[Records from a data source]
>>>

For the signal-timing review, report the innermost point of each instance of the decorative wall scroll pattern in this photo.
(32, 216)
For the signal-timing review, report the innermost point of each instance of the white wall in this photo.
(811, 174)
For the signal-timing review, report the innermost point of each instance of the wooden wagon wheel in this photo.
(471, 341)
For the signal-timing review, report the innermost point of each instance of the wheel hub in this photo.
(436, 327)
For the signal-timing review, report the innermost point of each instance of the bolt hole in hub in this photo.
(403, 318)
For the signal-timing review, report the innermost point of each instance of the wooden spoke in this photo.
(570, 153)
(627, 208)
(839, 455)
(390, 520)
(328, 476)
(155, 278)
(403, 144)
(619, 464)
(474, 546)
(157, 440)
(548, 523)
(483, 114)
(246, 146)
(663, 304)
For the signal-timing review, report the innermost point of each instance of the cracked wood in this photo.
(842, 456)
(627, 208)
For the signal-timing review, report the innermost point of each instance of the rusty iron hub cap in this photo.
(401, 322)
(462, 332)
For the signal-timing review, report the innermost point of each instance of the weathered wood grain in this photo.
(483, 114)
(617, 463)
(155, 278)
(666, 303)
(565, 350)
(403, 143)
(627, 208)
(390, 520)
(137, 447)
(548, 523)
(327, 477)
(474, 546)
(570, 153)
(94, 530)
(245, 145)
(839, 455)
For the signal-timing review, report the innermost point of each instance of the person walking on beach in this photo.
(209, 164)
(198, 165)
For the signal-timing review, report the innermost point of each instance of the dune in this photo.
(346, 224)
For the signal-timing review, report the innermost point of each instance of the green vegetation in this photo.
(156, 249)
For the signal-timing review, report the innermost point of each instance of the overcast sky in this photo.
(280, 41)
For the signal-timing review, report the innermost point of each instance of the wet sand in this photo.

<<<

Instructions for the task -> Reproduce the stretch of the listing from the line containing "beach in this photo." through the end of the listing, both ends included. Scale every coordinate in the answer points by 1.85 and round to whole numbers with halves rounded up, leaving all other lines unchanged.

The completed task ->
For the signal-timing review, report the innermost point of each instance of the person walking on beach in this photo.
(387, 303)
(366, 305)
For the signal-timing review, report the innermost point of each instance of the dune in this photo.
(640, 414)
For the signal-timing review, report the innermost point of each instance of the green vegetation in this photo.
(289, 461)
For the signal-timing review, report the innermost point of each instance of the overcast sky in this photo.
(518, 76)
For the signal-timing review, report the innermost point of each instance of the wet sand in this photo.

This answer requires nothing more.